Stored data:

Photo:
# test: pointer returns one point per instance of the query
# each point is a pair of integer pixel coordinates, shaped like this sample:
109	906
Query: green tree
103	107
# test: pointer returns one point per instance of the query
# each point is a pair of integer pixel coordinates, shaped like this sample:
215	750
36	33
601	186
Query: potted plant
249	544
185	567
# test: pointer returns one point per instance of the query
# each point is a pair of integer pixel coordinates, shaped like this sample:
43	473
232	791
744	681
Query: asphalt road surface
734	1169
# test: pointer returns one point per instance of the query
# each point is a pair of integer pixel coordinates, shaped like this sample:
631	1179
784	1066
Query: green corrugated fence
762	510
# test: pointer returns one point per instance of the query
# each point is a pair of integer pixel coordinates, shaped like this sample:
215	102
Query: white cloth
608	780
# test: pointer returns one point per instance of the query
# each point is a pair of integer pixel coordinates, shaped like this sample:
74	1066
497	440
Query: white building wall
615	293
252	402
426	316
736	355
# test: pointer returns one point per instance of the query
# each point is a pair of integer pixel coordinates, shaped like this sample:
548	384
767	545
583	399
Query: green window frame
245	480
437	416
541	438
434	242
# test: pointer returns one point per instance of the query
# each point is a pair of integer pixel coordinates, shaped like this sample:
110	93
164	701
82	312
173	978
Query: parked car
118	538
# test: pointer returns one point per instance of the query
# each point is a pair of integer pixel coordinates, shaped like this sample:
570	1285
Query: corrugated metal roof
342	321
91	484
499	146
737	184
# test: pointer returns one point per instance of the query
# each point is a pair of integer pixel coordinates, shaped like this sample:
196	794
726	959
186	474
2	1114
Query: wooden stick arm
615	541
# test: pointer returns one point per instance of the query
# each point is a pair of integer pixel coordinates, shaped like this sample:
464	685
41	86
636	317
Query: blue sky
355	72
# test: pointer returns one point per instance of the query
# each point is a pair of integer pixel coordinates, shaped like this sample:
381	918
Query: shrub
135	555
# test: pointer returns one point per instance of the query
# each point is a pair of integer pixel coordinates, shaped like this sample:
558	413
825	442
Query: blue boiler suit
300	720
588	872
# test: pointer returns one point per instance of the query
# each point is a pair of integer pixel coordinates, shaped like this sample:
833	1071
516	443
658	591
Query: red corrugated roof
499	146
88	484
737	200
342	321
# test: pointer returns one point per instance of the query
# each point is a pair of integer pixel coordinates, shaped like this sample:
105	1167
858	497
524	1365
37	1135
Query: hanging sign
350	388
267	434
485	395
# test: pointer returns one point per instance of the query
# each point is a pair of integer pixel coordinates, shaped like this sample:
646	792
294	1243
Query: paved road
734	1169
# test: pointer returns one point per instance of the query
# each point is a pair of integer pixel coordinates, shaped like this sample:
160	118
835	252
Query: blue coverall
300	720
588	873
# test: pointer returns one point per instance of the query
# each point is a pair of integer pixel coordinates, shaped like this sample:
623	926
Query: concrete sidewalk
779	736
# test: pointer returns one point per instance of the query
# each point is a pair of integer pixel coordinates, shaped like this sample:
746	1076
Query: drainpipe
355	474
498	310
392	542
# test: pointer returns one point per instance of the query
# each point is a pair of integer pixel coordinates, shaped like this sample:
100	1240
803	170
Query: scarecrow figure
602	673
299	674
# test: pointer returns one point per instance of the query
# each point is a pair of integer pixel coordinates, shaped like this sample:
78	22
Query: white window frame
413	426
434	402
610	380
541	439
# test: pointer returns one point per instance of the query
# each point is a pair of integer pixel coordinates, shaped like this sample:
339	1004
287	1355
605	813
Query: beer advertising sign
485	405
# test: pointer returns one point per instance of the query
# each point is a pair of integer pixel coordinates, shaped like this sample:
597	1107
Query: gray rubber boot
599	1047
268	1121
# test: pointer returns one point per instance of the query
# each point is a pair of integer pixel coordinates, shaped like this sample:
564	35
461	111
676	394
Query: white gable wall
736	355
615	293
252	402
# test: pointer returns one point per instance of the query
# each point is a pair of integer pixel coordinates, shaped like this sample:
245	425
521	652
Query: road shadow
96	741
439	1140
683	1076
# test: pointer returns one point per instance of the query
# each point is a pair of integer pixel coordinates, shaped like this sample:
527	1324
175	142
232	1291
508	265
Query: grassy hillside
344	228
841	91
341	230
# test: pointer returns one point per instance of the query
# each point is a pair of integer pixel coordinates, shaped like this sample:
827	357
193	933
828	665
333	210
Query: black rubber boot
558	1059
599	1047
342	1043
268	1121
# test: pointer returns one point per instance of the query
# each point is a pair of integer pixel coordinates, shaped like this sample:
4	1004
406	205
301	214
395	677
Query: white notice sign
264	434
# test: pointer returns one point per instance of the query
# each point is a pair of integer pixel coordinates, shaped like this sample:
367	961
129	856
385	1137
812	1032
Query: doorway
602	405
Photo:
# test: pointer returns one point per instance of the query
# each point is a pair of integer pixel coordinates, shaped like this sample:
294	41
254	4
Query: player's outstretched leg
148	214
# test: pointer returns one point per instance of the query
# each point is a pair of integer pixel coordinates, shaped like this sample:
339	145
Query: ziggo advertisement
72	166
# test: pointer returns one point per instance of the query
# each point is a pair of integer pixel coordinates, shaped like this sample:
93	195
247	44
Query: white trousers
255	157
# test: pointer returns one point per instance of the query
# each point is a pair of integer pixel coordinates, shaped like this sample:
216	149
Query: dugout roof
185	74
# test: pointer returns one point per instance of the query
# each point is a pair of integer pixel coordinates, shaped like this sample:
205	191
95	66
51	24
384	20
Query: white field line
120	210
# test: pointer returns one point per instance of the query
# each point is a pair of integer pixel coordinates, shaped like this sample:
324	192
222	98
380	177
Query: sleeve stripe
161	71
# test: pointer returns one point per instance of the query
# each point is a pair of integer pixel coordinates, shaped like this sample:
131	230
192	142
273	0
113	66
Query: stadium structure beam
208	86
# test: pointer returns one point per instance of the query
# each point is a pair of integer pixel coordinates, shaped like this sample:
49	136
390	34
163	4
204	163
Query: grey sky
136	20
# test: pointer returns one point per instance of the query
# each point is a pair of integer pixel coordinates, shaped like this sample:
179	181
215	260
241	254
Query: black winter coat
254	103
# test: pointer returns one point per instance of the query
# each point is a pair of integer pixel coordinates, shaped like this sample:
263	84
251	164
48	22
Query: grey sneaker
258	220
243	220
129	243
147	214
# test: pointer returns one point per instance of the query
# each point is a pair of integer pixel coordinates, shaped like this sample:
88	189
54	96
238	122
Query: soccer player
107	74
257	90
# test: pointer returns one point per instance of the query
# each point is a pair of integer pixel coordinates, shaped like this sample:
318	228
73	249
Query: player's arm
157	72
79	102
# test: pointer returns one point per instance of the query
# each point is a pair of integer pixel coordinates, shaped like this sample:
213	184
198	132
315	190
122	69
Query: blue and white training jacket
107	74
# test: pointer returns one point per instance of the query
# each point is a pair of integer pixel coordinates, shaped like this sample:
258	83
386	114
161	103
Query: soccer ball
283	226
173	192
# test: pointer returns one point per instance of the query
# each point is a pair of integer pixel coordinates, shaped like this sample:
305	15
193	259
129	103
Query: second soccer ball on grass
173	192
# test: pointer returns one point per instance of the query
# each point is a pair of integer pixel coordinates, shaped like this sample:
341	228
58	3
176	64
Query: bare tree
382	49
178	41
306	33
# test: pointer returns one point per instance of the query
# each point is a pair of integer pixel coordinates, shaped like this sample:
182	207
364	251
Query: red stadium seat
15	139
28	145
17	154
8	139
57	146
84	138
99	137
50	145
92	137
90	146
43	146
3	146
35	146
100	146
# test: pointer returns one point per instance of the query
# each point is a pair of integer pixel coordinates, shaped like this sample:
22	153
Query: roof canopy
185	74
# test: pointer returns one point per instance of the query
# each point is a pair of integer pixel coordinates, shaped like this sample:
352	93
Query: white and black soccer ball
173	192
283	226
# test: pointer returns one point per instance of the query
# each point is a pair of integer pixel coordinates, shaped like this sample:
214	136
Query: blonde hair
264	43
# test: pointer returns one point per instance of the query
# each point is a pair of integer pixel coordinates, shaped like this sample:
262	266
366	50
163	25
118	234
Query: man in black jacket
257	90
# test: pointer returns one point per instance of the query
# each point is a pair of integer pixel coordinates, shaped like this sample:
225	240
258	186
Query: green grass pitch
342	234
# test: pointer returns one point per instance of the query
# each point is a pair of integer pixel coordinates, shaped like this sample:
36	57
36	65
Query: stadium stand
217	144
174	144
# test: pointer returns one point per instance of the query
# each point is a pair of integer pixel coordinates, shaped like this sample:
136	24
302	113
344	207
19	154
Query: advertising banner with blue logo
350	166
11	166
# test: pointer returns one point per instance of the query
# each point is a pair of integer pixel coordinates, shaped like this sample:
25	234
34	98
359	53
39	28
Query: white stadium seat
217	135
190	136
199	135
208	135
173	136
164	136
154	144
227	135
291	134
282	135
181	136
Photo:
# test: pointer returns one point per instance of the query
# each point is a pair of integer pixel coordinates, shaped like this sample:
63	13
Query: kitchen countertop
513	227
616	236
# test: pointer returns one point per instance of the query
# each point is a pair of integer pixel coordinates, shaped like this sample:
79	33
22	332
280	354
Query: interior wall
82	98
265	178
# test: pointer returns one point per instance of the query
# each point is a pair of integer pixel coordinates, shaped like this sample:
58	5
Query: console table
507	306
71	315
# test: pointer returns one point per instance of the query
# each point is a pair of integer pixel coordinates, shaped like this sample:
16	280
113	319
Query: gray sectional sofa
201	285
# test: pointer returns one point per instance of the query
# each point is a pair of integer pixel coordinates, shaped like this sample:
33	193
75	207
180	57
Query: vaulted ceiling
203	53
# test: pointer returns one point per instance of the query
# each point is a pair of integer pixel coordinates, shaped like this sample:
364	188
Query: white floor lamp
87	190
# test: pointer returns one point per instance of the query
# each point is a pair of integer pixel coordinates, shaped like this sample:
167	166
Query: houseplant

[WHAT IS EXPECTED]:
Collect every line in the items above that contains the word "frame", and copy each such line in full.

[ANSWER BELOW]:
Query: green window frame
Query: white window frame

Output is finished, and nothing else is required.